What is needed: Your answer should be the records, restated word for word.
[[ Exercise data open ]]
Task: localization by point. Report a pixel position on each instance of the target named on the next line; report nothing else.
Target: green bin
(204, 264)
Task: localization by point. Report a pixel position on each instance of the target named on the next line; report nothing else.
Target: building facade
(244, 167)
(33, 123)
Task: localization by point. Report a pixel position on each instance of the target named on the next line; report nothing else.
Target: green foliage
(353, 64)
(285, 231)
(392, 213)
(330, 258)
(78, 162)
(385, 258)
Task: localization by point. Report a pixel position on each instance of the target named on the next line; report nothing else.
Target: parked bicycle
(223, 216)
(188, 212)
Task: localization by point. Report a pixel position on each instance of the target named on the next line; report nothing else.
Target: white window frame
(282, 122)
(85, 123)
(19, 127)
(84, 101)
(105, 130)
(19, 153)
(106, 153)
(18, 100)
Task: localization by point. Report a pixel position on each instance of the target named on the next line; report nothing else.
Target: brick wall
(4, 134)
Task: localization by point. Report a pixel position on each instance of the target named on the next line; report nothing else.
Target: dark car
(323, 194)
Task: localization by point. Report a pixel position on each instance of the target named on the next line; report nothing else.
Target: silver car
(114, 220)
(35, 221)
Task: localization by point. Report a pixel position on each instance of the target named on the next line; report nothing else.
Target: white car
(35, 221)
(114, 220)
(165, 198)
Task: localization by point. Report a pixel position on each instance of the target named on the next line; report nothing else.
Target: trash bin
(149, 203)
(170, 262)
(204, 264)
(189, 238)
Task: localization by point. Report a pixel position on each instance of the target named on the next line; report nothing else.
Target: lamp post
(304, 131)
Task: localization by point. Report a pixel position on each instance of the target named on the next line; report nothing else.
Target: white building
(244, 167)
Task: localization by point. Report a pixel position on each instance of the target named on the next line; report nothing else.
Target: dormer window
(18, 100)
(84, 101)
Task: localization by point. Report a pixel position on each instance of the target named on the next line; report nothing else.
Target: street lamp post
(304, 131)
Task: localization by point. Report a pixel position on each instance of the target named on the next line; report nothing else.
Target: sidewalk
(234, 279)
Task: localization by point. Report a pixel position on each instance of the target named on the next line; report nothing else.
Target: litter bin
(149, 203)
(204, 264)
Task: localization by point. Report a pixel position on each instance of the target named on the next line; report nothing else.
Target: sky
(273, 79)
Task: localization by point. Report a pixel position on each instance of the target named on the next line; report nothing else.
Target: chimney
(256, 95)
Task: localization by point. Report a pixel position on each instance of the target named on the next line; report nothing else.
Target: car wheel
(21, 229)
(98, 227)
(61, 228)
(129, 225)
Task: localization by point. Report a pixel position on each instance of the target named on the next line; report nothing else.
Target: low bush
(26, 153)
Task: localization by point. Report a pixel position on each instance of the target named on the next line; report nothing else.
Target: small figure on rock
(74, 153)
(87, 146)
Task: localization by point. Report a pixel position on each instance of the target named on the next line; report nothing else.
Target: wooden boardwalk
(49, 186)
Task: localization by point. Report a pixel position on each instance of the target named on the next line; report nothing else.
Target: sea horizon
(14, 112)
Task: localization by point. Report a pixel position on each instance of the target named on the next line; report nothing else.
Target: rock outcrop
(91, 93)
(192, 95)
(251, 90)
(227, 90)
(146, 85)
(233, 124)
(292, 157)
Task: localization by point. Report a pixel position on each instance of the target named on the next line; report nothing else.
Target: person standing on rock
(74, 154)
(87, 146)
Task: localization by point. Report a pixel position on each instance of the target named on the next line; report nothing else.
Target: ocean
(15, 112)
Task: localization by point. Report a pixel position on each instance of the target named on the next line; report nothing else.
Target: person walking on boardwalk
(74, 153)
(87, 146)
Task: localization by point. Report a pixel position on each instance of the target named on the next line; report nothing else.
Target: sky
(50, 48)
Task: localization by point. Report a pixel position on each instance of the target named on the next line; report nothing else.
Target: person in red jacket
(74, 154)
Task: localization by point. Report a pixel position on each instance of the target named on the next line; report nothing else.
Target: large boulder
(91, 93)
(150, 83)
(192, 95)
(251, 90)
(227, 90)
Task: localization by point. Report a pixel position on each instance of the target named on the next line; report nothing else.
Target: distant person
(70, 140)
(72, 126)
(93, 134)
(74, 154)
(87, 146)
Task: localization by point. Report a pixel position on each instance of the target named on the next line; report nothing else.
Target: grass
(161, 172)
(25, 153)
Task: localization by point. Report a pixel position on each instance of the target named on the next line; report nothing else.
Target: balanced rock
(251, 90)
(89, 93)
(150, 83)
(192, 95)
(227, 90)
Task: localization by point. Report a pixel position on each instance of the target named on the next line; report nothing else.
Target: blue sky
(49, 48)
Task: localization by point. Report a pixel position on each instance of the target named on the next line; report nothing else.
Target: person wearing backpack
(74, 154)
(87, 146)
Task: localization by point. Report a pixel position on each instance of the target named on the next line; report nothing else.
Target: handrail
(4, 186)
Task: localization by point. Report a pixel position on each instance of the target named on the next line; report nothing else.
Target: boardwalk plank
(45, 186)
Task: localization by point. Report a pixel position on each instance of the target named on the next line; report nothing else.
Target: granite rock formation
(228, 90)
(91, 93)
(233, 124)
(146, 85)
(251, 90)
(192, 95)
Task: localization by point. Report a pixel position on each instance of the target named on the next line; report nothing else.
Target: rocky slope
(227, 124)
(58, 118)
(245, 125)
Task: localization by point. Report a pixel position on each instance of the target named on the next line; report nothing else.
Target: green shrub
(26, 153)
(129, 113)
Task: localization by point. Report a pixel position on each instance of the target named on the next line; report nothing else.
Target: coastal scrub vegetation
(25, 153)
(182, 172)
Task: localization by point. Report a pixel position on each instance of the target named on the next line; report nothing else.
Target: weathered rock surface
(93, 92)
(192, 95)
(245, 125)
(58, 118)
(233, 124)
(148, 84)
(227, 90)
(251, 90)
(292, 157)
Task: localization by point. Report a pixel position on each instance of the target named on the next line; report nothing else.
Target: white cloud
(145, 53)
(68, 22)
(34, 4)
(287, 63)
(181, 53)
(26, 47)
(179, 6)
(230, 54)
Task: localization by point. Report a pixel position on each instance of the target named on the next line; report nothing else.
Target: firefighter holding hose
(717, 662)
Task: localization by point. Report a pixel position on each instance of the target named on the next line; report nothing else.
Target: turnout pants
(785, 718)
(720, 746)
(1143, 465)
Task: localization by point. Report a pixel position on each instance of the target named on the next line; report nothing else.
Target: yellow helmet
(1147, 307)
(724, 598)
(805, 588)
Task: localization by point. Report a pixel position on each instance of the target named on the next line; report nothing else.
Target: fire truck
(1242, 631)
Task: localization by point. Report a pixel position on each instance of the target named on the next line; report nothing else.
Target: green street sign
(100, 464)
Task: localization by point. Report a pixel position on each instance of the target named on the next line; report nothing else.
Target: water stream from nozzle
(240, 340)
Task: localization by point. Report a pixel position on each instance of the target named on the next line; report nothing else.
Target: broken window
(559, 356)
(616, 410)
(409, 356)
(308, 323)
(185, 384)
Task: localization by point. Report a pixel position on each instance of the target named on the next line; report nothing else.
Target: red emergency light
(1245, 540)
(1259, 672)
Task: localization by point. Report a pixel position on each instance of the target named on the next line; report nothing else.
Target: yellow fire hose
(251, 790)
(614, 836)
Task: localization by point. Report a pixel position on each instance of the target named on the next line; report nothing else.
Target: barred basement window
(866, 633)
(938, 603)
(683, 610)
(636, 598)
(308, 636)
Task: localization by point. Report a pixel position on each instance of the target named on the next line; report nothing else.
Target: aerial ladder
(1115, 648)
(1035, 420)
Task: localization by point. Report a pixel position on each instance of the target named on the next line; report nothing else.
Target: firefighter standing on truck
[[ Exercise data closed ]]
Solution for this problem:
Task: localization by point. Report a pixel position on each instance of the target named on the next line; report nothing else.
Target: green bin
(204, 264)
Task: localization by point. Report a pixel position on each instance of the target named on the next line; report nothing else.
Target: building facade
(244, 167)
(33, 123)
Task: localization by point. Report a pixel position on each instance of the target named on the next line; report nothing else.
Target: green foliage
(353, 64)
(285, 231)
(392, 213)
(330, 258)
(78, 162)
(385, 258)
Task: localization by point. Report a pixel position on each instance of the target named on the next line; report nothing else.
Target: parked bicycle
(223, 216)
(188, 212)
Task: localization by point. Report a pixel position on each instance of the target named on the next line; report nothing else.
Target: white window frame
(282, 122)
(85, 123)
(19, 127)
(84, 101)
(105, 130)
(19, 153)
(106, 153)
(18, 100)
Task: localization by point. Report a pixel position on each instance of the target named on the next line; report nothing else.
Target: brick wall
(4, 134)
Task: localization by point. Report a pixel position on each instance of the target named on the next line; report nothing else.
Target: dark car
(323, 194)
Task: localization by point. Report a pixel position on each instance of the target named on the next line; report nothing else.
Target: silver car
(114, 220)
(35, 221)
Task: localization by point. Report a pixel position on each instance of the target named on the next line; report nothing else.
Target: white car
(35, 221)
(114, 220)
(165, 198)
Task: localization by point. Report a pixel position on each instance of the target named on the next line; report nothing else.
Target: trash bin
(149, 203)
(170, 262)
(204, 264)
(189, 238)
Task: localization by point. Report a pixel position on each instance of the target named on the next line; report nothing else.
Target: lamp post
(304, 131)
Task: localization by point. Report a pixel position on each instance of the target named on the next line; report nothing else.
Target: white building
(244, 167)
Task: localization by point. Report a pixel position on each instance of the target named on the next line; report nothing else.
Target: dormer window
(18, 100)
(84, 101)
Task: localization by point. Report a pixel position on each instance of the target named on the next line; report nothing else.
Target: street lamp post
(304, 131)
Task: localization by point. Report a pixel position on each instance of the target named on the next line; report nothing else.
Target: sidewalk
(234, 279)
Task: localization by point. Report a pixel position on each instance of the target named on the next line; report nothing else.
Target: litter bin
(149, 203)
(204, 264)
Task: localization by point. Report a pixel position on each instance of the target named on the next line; report nothing else.
Target: sky
(273, 79)
Task: localization by point. Report a pixel position on each instance of the target named on the next line; report nothing else.
Target: chimney
(256, 95)
Task: localization by point. Report a pixel position on each instance of the target named on the next line; report nothing else.
Target: car wheel
(21, 229)
(98, 227)
(61, 228)
(129, 225)
Task: localization by point. Report a pixel position on each instance of the target named on the next line; report nothing else.
Target: low bush
(26, 153)
Task: localization by point. Report a pixel position on each instance of the target named on the next line; report nothing else.
Target: small figure on rock
(74, 153)
(87, 146)
Task: localization by point. Report a pixel position on each instance of the target named on the next line; report nothing else.
Target: wooden boardwalk
(49, 186)
Task: localization by point. Report a pixel position on each instance of the target named on the next line; report nothing else.
Target: sea horizon
(14, 112)
Task: localization by point. Report a pixel position on each instance of the target named on the next line; report nothing else.
Target: rock outcrop
(91, 93)
(192, 95)
(251, 90)
(227, 90)
(146, 85)
(233, 124)
(292, 157)
Task: localization by point. Report a pixel position on each instance of the target named on the next line; report nothing else.
Target: person standing on rock
(74, 154)
(87, 146)
Task: localization by point. Report a pixel position on each instance of the target named on the next line; report nothing else.
Target: ocean
(15, 112)
Task: localization by point. Report a pixel position on each instance of the target named on the next line; report nothing else.
Target: person walking on boardwalk
(74, 153)
(87, 146)
Task: localization by point. Report a pixel position on each instance of the target named on the next line; report nothing else.
Target: sky
(50, 48)
Task: localization by point. Report a pixel position on each instance of the target named on the next line; report nothing else.
Target: person in red jacket
(74, 154)
Task: localization by point. Report a pixel position on each instance of the target named on the next line; report nothing else.
Target: large boulder
(91, 93)
(150, 83)
(192, 95)
(251, 90)
(227, 90)
Task: localization by point. Report a pixel position on each instance of the target named on the next line; report nothing else.
Target: distant person
(70, 140)
(72, 126)
(93, 134)
(74, 154)
(87, 146)
Task: localization by point. Report a pixel position on each instance of the target named on the next line; report nothing else.
Target: grass
(161, 172)
(25, 153)
Task: localization by point. Report a pixel position on each instance of the target named on the next line; report nothing else.
Target: balanced rock
(251, 90)
(89, 93)
(150, 83)
(192, 95)
(227, 90)
Task: localization by point. Report a pixel position on each instance of the target named on the next line; report nothing else.
Target: blue sky
(49, 48)
Task: localization by point. Report a pixel position on each instance of the target named on the next line; report nothing else.
Target: person wearing backpack
(74, 154)
(87, 146)
Task: localization by point. Report a pixel position on each instance of the target named on the next line; report nothing else.
Target: handrail
(4, 186)
Task: localization by point. Report a pixel position on each instance of the target named on the next line; report nothing else.
Target: boardwalk plank
(45, 186)
Task: localization by point. Report a pixel position on each instance of the target named on the next line; report nothing else.
Target: granite rock formation
(228, 90)
(91, 93)
(233, 124)
(146, 85)
(251, 90)
(192, 95)
Task: localization by point. Report a pixel position on each instance of the target named on the next line; report nothing else.
Target: rocky slope
(227, 124)
(58, 118)
(245, 125)
Task: localization by point. Report a pixel position on each instance of the target named on the next line; report nothing else.
Target: green shrub
(26, 153)
(129, 113)
Task: localization by point. Report a pixel position on each instance of the target named on the next line; report nothing else.
Target: coastal scrub vegetation
(25, 153)
(182, 172)
Task: localization by point. Report a pixel position on each instance of the target named on the next line; report nothing else.
Target: weathered rock surface
(93, 92)
(192, 95)
(245, 125)
(58, 118)
(233, 124)
(148, 84)
(227, 90)
(251, 90)
(292, 157)
Task: localization by point. Report a pixel position on each instance of the target named on the next line; report nothing else.
Target: white cloud
(145, 53)
(68, 22)
(34, 4)
(287, 63)
(181, 53)
(26, 47)
(179, 6)
(230, 54)
Task: localization by point. Report a pixel position on each instance of the target named on the next line; report nothing else.
Target: firefighter holding hose
(717, 662)
Task: localization by point. Report a pixel position on each instance of the target named on the next line; report nothing else.
Target: turnout pants
(785, 718)
(720, 746)
(1143, 465)
Task: localization by point. Report a pixel position on each instance of the target named on the next line; report nothing else.
Target: yellow helmet
(1147, 307)
(724, 598)
(805, 588)
Task: localization by point. Report a pixel position on each instance of the target named on the next line; report nothing else.
Target: fire truck
(1242, 631)
Task: localization by point. Report a pixel position on each instance of the target named on the next line; report nothing else.
Target: green street sign
(100, 464)
Task: localization by point. Report a pixel position on each instance of the target named on the next line; report nothing else.
Target: water stream from nozzle
(240, 340)
Task: localization by point. Report a pixel position on each instance of the target named on the next line; report nothing else.
Target: broken window
(559, 356)
(616, 410)
(409, 356)
(308, 323)
(185, 384)
Task: localization by point. Report a pixel position on each instance of the target named on the next line; report nothing else.
Target: red emergency light
(1245, 540)
(1259, 672)
Task: localization by point. Report a pixel position on each instance of the target named on the next line; report nothing else.
Target: yellow fire hose
(251, 790)
(614, 836)
Task: localization by point. Report a pixel position on each instance of the target named on the next line; report nothing else.
Target: barred basement window
(866, 633)
(938, 603)
(683, 610)
(636, 598)
(308, 636)
Task: localization by point. Report a pixel position on each instance of the target named on the next line; report nothing else.
Target: aerial ladder
(1115, 648)
(1035, 420)
Task: localization by point. Report a pixel position on each instance of the target named on the next line; report nothing else.
Target: firefighter standing on truck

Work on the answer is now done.